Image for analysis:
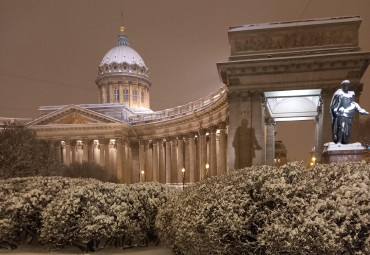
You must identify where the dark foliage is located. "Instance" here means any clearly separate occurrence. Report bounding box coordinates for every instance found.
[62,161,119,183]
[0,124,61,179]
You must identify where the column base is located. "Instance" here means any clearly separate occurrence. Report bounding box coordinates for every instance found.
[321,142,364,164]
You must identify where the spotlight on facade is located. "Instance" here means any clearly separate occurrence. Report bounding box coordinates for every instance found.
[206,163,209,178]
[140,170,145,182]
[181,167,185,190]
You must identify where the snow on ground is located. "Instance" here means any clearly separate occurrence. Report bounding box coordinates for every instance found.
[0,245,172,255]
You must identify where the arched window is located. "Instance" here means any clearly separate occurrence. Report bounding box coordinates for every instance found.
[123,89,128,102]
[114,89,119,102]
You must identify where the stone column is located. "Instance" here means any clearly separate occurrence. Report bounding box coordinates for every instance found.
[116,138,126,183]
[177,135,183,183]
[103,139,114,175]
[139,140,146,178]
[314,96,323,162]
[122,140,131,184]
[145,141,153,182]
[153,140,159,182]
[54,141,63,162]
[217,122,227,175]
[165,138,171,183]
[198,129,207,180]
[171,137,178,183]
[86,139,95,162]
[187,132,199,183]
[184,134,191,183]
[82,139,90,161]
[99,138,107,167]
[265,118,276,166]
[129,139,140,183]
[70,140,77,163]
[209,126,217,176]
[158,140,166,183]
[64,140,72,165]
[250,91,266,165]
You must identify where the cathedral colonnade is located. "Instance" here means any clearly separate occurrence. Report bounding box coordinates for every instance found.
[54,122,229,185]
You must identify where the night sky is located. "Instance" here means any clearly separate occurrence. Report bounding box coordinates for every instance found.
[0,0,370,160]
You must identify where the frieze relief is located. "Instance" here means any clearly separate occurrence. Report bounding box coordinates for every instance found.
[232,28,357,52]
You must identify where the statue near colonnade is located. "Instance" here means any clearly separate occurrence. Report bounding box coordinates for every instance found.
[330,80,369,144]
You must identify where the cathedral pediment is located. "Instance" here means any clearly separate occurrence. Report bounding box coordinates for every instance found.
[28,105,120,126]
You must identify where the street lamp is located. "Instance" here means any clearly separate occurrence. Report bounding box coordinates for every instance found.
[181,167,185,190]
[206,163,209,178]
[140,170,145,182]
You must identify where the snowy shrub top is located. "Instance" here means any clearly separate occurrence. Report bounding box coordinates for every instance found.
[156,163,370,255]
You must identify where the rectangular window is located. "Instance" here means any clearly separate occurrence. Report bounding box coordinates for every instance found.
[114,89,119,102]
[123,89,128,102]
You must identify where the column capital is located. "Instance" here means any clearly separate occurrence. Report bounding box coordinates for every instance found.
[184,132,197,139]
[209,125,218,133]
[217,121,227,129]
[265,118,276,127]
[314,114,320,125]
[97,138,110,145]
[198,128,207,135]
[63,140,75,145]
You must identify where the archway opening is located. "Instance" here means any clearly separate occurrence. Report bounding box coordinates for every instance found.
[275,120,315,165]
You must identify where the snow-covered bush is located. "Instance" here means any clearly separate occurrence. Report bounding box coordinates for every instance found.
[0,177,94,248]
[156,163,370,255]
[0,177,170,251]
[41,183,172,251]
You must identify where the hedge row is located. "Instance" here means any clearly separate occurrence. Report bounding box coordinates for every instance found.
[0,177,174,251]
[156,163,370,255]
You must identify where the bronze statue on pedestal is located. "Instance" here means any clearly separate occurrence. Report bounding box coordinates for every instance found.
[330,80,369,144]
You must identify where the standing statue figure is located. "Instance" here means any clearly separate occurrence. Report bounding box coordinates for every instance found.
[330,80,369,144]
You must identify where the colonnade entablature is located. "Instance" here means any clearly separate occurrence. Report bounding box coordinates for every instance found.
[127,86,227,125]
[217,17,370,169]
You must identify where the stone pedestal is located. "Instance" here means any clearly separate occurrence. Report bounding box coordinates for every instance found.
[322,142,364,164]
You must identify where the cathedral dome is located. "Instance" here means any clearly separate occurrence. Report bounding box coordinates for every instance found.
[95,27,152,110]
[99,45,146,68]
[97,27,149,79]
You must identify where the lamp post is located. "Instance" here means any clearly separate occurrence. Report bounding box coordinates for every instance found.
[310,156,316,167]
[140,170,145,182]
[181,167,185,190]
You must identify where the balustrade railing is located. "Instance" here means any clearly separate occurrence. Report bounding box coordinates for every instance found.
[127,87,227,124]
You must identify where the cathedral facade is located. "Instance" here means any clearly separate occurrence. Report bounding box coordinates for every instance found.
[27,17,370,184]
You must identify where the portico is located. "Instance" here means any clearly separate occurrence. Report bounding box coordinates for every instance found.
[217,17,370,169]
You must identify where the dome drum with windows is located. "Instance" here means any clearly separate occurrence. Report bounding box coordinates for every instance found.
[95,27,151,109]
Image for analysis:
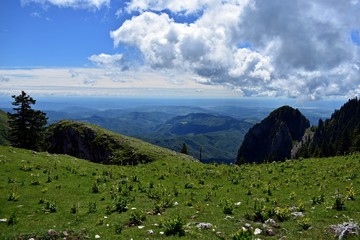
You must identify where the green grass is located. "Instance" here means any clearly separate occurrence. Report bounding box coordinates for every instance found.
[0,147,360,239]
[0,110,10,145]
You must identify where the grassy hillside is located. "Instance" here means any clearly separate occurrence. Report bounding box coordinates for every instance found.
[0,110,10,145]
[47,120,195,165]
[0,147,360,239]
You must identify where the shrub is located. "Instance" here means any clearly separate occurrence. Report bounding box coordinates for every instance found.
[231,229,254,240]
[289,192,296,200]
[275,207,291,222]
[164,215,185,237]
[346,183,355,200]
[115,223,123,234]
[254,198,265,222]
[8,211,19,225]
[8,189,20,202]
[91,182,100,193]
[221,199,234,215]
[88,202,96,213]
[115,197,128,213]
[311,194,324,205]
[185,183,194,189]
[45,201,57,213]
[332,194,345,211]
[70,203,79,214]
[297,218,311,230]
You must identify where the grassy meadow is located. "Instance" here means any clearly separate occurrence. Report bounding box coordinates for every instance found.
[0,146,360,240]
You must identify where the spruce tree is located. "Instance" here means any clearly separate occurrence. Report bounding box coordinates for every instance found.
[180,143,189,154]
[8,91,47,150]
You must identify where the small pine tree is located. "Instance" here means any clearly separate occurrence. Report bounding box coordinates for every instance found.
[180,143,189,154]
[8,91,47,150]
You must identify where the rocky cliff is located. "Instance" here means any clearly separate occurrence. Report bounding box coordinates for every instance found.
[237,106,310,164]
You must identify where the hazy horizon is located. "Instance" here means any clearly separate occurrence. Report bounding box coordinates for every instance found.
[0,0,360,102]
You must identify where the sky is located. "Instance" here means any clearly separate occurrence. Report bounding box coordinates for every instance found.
* * * * * * *
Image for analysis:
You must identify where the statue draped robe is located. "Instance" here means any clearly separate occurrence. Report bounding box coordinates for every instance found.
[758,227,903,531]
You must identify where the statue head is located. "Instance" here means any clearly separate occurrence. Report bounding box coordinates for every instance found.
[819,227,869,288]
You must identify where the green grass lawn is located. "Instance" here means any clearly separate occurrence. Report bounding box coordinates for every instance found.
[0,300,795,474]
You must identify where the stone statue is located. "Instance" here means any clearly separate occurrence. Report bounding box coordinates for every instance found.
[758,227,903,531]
* * * * * * *
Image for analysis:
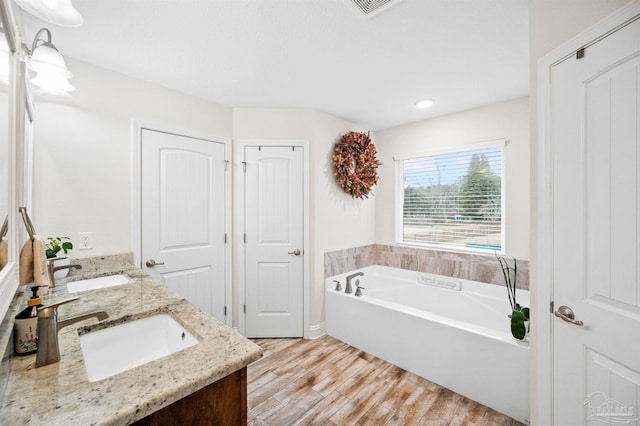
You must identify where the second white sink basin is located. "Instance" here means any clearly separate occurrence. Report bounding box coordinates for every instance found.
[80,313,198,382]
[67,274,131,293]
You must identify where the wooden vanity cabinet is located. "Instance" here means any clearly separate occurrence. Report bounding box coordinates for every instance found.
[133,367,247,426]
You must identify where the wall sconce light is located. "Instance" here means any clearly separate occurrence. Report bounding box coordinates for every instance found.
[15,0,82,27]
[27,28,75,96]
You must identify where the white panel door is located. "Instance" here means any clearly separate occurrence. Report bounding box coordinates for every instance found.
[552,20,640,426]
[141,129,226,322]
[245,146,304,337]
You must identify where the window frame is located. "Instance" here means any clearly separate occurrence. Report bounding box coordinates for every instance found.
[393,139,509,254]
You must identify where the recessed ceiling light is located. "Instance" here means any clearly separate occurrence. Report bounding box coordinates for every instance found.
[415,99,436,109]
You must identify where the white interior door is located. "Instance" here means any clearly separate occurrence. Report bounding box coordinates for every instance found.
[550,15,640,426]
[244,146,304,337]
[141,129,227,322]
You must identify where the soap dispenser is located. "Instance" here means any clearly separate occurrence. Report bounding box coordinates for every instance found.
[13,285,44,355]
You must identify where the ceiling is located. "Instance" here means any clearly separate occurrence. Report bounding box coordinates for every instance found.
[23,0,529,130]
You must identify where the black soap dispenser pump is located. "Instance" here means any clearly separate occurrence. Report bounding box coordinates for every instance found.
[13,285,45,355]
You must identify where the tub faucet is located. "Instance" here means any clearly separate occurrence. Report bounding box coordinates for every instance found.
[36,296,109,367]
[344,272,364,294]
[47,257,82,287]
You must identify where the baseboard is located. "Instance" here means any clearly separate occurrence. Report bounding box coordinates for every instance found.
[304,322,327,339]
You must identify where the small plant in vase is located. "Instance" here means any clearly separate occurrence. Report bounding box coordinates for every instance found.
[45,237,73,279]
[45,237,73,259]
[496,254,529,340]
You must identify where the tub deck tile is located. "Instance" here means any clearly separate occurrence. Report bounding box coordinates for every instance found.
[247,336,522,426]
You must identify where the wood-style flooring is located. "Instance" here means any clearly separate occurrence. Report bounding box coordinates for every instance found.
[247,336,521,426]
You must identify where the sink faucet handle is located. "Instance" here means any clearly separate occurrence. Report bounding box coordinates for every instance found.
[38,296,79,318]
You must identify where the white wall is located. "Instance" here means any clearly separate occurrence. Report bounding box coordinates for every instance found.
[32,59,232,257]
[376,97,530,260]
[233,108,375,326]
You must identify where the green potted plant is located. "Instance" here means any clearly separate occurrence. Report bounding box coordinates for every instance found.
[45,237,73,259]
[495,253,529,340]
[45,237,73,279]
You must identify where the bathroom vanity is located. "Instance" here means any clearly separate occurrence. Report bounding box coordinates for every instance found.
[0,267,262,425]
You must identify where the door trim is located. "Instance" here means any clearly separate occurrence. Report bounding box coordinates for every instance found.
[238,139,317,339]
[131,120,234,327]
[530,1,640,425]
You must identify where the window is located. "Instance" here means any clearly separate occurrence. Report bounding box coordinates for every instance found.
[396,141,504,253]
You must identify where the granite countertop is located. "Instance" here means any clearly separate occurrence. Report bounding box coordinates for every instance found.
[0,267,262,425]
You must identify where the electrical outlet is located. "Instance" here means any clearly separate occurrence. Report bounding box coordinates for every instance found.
* * * * * * *
▶ **Requirements**:
Could you copy out everything in the records from the line containing "You must identify where the cathedral colonnade" down to the line containing "[232,28,357,52]", both of those lines included, keeping every character unchanged?

▶ **Answer to the problem**:
You must identify where the cathedral colonnade is located. "Instance" here means any clearly separate occurrence. Report bounding box coordinates for every instance found.
[54,122,229,185]
You must identify where the night sky is located. "Instance" here means any clearly separate occurrence. Report bounding box coordinates for every instance found.
[0,0,370,160]
You must identify where the frieze relief is located. "Instance" here means any clearly separate occurrence. Report bounding box coordinates for every instance found.
[232,28,357,52]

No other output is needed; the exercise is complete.